> _STUDY TEXT_
Pandit: I was very lucky to learn things from my seniors in my playing days. It's a very simple method. In my Ranji days, I went to Sunil Gavaskar sir, I asked him how am I batting, can you tell me or point out any corrections? He just told me, why don't you go out and watch the game, you will learn everything. I will just give you steps. Same methods have been employed and it works so easily without doing anything else. Vengsarkar used to guide me from the other side when I was batting. Any bad shot and you know Mumbai language...suddenly you are back on your toes. I played for Mafatlal under Ashok Mankad. Mankad was a great captain. He had that habit of observing everyone, keeping team together and getting the best out of the players. Fortunately at the age of 19, in spite of having eight Test cricketers in his team, he made me the captain. It was with his help that I could learn the management of the team. I could learn how to keep the team together and get the best out of players. During my Mumbai captaincy, Polly kaka (Polly Umrigar) taught me how to read pitches. He used to always tell me, "Dikra, come here I will show you (how to read the pitches). And I used to spend time. I was very keen, passionate and wanted to learn and improve. Going back to Achrekar sir where I have learnt cricket from my school days, he himself was a hard taskmaster. He used to watch the game from every corner of the ground which no one knew. He used to write down the feedback on the back of bus tickets, and I have picked up that habit from him. I have started writing in my notebook.

Even while having my lunch, I will sit in a place from where I can watch the entire ground. If a particular situation is such that you know that a team or player will suffer, you have to intervene and take control.

Apart from this have you been reading any management books or following a management guru to add your knowledge database?

Pandit: I am a very practical man to be honest. I believe in having my own experience coupled with the learnings from the seniors. Watching the game and learning, as Gavaskar said: How the top batsmen are handling the situations, how they are trying to come out of tough situations, also you try to think that you are in the middle. So mentally you are playing from the dressing room. That has helped me and today, I am asking every individual cricketer to do the same thing. Why don't you watch the game? And then we can discuss about it.

What kind of relationship/equation do you have with the captain?

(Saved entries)
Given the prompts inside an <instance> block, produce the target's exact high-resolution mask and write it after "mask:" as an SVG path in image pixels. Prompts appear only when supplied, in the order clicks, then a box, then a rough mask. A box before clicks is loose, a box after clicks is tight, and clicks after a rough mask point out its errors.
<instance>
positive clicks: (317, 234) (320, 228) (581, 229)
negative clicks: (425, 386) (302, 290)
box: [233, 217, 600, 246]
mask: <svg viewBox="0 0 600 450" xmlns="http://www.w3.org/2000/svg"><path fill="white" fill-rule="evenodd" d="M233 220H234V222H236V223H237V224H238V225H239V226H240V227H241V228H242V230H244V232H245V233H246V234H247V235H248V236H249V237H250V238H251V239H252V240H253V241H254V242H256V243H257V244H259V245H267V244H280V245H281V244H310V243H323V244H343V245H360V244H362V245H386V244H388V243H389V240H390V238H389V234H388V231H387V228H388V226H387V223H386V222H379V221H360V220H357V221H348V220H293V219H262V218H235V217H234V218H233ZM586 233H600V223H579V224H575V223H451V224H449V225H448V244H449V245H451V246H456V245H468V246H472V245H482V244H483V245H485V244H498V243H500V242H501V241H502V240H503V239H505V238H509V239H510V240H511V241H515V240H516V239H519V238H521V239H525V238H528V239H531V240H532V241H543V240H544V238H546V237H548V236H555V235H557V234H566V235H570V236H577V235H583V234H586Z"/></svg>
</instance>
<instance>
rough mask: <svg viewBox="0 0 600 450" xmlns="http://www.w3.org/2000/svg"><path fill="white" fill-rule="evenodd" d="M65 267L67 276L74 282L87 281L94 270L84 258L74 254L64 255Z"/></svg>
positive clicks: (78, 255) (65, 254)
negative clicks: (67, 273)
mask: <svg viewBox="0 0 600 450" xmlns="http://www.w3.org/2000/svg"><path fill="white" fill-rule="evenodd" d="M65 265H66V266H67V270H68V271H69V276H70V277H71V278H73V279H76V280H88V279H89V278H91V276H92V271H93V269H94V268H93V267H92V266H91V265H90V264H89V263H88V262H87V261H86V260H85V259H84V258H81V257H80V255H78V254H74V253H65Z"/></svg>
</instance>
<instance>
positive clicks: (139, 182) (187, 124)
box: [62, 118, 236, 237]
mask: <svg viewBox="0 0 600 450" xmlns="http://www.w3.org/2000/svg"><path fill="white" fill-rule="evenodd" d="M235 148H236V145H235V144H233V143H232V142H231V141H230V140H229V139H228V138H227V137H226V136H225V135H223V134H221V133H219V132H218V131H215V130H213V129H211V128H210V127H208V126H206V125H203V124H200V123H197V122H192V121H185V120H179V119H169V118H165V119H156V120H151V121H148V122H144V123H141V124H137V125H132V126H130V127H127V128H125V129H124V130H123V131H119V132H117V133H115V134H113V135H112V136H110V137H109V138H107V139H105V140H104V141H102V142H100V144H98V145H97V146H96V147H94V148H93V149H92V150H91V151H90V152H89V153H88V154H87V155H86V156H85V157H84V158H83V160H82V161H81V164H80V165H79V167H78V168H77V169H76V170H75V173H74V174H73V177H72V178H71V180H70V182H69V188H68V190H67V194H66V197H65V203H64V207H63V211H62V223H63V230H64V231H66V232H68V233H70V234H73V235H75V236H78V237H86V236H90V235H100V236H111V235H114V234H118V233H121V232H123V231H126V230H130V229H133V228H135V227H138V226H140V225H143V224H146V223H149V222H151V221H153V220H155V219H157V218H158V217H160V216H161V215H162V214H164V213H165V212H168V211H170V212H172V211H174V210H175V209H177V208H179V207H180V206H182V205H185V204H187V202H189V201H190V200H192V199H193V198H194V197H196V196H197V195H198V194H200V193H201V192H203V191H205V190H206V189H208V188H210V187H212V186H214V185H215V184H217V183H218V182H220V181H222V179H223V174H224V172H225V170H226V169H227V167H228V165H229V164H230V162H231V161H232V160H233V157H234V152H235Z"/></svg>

* * *

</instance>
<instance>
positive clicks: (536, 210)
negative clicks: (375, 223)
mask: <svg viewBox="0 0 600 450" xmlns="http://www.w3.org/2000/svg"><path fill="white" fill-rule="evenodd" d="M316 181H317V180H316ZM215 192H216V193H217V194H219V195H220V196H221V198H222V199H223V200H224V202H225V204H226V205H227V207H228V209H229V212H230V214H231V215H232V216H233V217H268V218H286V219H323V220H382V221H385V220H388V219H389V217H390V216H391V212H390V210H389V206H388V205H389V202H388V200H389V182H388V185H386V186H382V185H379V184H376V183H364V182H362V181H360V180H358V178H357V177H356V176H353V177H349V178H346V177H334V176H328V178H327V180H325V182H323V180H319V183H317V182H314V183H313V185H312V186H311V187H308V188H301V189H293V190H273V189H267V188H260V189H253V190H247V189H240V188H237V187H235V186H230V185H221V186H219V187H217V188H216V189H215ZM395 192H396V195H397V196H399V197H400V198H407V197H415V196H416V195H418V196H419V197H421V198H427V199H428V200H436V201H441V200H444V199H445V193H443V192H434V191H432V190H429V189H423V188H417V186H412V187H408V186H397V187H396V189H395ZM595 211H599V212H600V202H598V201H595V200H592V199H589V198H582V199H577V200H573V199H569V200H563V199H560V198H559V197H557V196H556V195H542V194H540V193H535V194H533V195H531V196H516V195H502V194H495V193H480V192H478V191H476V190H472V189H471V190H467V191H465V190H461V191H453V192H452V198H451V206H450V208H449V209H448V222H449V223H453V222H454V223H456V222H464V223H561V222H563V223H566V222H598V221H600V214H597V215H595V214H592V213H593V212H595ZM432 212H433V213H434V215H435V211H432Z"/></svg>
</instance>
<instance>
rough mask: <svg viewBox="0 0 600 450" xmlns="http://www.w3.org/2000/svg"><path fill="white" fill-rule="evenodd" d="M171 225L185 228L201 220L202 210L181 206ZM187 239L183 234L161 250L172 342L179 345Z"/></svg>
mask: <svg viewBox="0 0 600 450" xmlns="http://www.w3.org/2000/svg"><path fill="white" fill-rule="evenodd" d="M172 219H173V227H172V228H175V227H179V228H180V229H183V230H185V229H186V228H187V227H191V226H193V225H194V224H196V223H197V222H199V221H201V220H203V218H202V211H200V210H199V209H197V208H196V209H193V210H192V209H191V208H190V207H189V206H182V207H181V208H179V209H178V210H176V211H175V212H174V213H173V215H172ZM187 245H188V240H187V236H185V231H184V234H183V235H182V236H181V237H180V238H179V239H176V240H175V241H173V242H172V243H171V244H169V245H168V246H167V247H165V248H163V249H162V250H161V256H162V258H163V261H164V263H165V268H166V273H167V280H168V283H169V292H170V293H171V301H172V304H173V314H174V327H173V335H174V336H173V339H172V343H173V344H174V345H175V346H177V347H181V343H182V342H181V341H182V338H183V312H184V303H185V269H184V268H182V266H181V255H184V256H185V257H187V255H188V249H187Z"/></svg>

> _PROBLEM STATEMENT_
Resume the interview with Pandit about learning cricket from his seniors, starting right after its final line.

> _ANSWER TO THIS TASK_
Pandit: Faiz Fazal was sitting with me the other day and he said, "Sir, I have an injury on my hand and I don't know whether I will be fit to play." I jokingly said, you are my baby. As a captain of my team, you are my baby so I have to take care of you. He also laughed and said, "Yes sir, I am your baby."  Sometimes I can make out from his face that he is not happy with the combination I am recommending. And then suddenly I have to give him his choice and make him feel free. Automatically you develop a good relationship. I try to spend time with the captain every evening; suddenly call him just for the sake of calling and then discuss about next day's game. Just make him speak. In one of the matches, Faiz suddenly looked at me and said I will put a spinner on, I said your choice.  So he gets the confidence that tomorrow if I am doing something, my coach is with me. The captain should have that kind of feeling.

Every captain has a different character. Tomorrow he may have an ego because he is the captain, so it is more important to create that kind of friendly atmosphere. I have got this habit of getting the captain very close to me.

Are you someone who gives the players a free hand or someone who tries to have it your way?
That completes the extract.